• **Arbeitsauftrag**: Benenne im Textauszug über die cortility gmbh „Mitarbeiter“ in „Beschäftigte“ um. Gib dazu die Passage von „Die cortility gmbh“ bis einschließlich „über 40 Mitarbeiter.“ mit dieser Änderung wieder.

Die entscheidenden Stärken des Dienstleisters sind Kundennähe bei der Produktentwicklung und Software-Einführung, ein individueller Support und die Qualifikation sowie das SAP-Know-how der Mitarbeiter. Dabei greift cortility auf branchenspezifische Projekterfahrung aus mehr als 20 Jahren zurück.

Das zweite strategische Standbein von cortility ist das Geschäftsfeld Dokumentenmanagementsysteme (DMS). Besonders Augenmerk legt cortility dabei auf reibungslose Workflows im mittelständischen Umfeld und eine kosteneffiziente SAP-Integration.

Die cortility gmbh gehört zur command-Gruppe und entstand 2011 durch die Ausgründung des Geschäftsbereichs Versorgungswirtschaft der damaligen cormeta ag. cortility ist SAP Partner und Mitglied der deutschsprachigen SAP-Anwendergruppe (DSAG) sowie des BDEW. Das Unternehmen mit Sitz in Ettlingen bei Karlsruhe beschäftigt über 40 Mitarbeiter.

• **Vorliegendes Material**:

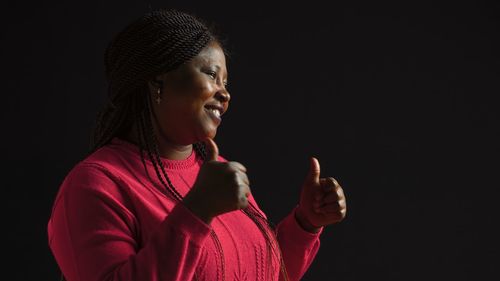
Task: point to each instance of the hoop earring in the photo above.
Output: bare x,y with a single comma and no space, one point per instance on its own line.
158,98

• **Lösung**:
Die cortility gmbh gehört zur command-Gruppe und entstand 2011 durch die Ausgründung des Geschäftsbereichs Versorgungswirtschaft der damaligen cormeta ag. cortility ist SAP Partner und Mitglied der deutschsprachigen SAP-Anwendergruppe (DSAG) sowie des BDEW. Das Unternehmen mit Sitz in Ettlingen bei Karlsruhe beschäftigt über 40 Beschäftigte.